┌─ Source material

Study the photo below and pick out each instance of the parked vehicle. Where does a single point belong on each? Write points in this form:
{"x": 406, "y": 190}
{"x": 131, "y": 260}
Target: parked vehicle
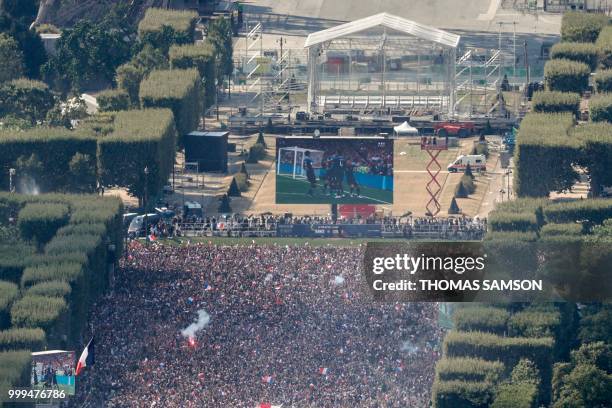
{"x": 459, "y": 129}
{"x": 477, "y": 162}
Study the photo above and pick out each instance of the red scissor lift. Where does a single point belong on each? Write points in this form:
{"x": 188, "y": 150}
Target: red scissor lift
{"x": 433, "y": 145}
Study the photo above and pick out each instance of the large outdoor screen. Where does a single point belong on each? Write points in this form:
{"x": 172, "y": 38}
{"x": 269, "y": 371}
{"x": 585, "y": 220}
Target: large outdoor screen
{"x": 334, "y": 170}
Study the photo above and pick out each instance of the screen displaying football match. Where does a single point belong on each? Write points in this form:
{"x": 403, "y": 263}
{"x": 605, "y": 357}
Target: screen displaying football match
{"x": 334, "y": 170}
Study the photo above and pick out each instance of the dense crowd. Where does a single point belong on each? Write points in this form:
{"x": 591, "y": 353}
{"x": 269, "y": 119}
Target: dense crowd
{"x": 289, "y": 325}
{"x": 463, "y": 228}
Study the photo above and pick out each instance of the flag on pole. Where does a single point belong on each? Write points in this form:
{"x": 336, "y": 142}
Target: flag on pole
{"x": 87, "y": 357}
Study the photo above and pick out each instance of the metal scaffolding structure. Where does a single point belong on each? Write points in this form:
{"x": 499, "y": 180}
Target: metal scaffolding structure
{"x": 382, "y": 63}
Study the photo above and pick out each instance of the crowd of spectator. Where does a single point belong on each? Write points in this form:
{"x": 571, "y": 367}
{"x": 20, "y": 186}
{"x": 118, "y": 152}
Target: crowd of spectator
{"x": 289, "y": 325}
{"x": 409, "y": 227}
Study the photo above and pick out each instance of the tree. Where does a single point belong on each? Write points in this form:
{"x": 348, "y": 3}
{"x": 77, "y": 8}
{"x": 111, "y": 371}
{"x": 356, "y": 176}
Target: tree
{"x": 83, "y": 173}
{"x": 454, "y": 207}
{"x": 11, "y": 59}
{"x": 233, "y": 190}
{"x": 224, "y": 206}
{"x": 30, "y": 44}
{"x": 468, "y": 171}
{"x": 220, "y": 36}
{"x": 26, "y": 99}
{"x": 87, "y": 52}
{"x": 243, "y": 170}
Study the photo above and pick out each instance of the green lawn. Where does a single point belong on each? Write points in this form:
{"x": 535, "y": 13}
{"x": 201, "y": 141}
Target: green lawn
{"x": 295, "y": 191}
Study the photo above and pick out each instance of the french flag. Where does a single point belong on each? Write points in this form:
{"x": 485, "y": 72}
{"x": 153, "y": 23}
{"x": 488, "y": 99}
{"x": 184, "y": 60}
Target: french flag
{"x": 87, "y": 357}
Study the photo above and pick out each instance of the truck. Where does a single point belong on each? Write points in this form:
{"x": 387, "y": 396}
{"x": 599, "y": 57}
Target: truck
{"x": 477, "y": 162}
{"x": 452, "y": 128}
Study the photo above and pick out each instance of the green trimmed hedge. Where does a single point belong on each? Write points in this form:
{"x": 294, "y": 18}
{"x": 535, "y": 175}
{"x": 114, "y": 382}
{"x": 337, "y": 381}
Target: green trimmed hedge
{"x": 562, "y": 229}
{"x": 53, "y": 147}
{"x": 200, "y": 56}
{"x": 469, "y": 369}
{"x": 484, "y": 319}
{"x": 565, "y": 75}
{"x": 161, "y": 27}
{"x": 140, "y": 138}
{"x": 586, "y": 53}
{"x": 113, "y": 100}
{"x": 582, "y": 27}
{"x": 604, "y": 43}
{"x": 545, "y": 154}
{"x": 40, "y": 221}
{"x": 37, "y": 311}
{"x": 521, "y": 222}
{"x": 50, "y": 288}
{"x": 22, "y": 338}
{"x": 595, "y": 211}
{"x": 521, "y": 395}
{"x": 462, "y": 394}
{"x": 556, "y": 102}
{"x": 603, "y": 80}
{"x": 600, "y": 107}
{"x": 179, "y": 90}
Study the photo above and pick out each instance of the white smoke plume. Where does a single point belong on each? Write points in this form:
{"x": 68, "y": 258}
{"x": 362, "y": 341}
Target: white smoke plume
{"x": 203, "y": 321}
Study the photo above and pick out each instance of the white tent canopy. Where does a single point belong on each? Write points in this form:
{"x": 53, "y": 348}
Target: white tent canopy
{"x": 387, "y": 20}
{"x": 405, "y": 130}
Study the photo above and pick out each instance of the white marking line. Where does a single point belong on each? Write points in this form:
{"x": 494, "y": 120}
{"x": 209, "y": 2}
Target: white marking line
{"x": 361, "y": 196}
{"x": 490, "y": 14}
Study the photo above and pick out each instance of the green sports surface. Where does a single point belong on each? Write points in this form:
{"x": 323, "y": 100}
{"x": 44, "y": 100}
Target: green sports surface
{"x": 295, "y": 191}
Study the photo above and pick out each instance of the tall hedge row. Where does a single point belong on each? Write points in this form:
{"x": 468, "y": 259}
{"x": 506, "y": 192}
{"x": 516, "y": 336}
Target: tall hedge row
{"x": 582, "y": 27}
{"x": 178, "y": 90}
{"x": 587, "y": 53}
{"x": 52, "y": 148}
{"x": 161, "y": 27}
{"x": 201, "y": 57}
{"x": 140, "y": 139}
{"x": 604, "y": 43}
{"x": 565, "y": 75}
{"x": 556, "y": 102}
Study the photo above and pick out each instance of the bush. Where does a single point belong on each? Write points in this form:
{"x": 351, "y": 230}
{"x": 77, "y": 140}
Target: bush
{"x": 556, "y": 102}
{"x": 522, "y": 222}
{"x": 603, "y": 80}
{"x": 22, "y": 338}
{"x": 37, "y": 311}
{"x": 113, "y": 100}
{"x": 462, "y": 394}
{"x": 485, "y": 319}
{"x": 139, "y": 139}
{"x": 200, "y": 57}
{"x": 581, "y": 52}
{"x": 604, "y": 44}
{"x": 242, "y": 181}
{"x": 534, "y": 324}
{"x": 161, "y": 27}
{"x": 40, "y": 221}
{"x": 582, "y": 27}
{"x": 468, "y": 183}
{"x": 594, "y": 211}
{"x": 179, "y": 90}
{"x": 469, "y": 369}
{"x": 600, "y": 107}
{"x": 256, "y": 152}
{"x": 562, "y": 229}
{"x": 454, "y": 207}
{"x": 521, "y": 395}
{"x": 564, "y": 75}
{"x": 50, "y": 289}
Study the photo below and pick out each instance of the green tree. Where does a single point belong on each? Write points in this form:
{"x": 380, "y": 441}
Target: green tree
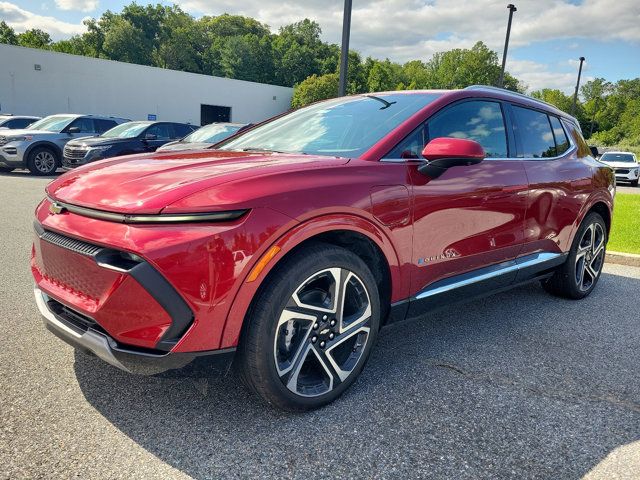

└─

- Problem details -
Set down, exactly as they stand above, the lines starting with the line with "of the large" and going on through the line with "of the metal", and no others.

- Solution to this exercise -
Study the photo above and pick out each instance of the large outdoor screen. Where does a single point belong on each? Write points in this form:
{"x": 172, "y": 38}
{"x": 269, "y": 371}
{"x": 585, "y": 220}
Target: large outdoor screen
{"x": 334, "y": 170}
Study the photo above and pick out each instance of the screen displaying football match. Where does a single point belong on each? Write points in this form:
{"x": 403, "y": 263}
{"x": 605, "y": 357}
Target: screen displaying football match
{"x": 334, "y": 170}
Study the photo above and pick out each instance of the dense crowd. Where does a single point belong on each? Write points in this form:
{"x": 591, "y": 353}
{"x": 269, "y": 119}
Target: dense crowd
{"x": 289, "y": 325}
{"x": 463, "y": 228}
Study the photo above and pick out each instance of the flag on pole. Where does a single point belong on each? Write points in this form:
{"x": 336, "y": 142}
Target: flag on pole
{"x": 87, "y": 357}
Study the photo above and pick out each instance of the metal scaffolding structure. Where does a single point belong on each? Write points in this form:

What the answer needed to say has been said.